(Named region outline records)
■ ■ ■
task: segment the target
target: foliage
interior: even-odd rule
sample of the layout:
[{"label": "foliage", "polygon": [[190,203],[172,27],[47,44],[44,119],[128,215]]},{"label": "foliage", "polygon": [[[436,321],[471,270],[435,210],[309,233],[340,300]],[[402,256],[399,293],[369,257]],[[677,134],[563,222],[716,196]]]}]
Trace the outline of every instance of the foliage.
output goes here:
■ ■ ■
Extract the complete set of records unchanged.

**WRITTEN RESPONSE:**
task: segment the target
target: foliage
interior: even-odd rule
sample of the layout:
[{"label": "foliage", "polygon": [[190,203],[172,27],[47,44],[44,119],[128,215]]},{"label": "foliage", "polygon": [[[436,321],[471,270],[435,210],[309,233],[340,300]],[[402,256],[399,293],[369,257]],[[677,134],[563,222],[716,196]]]}]
Trace the outline of every instance of the foliage.
output goes here:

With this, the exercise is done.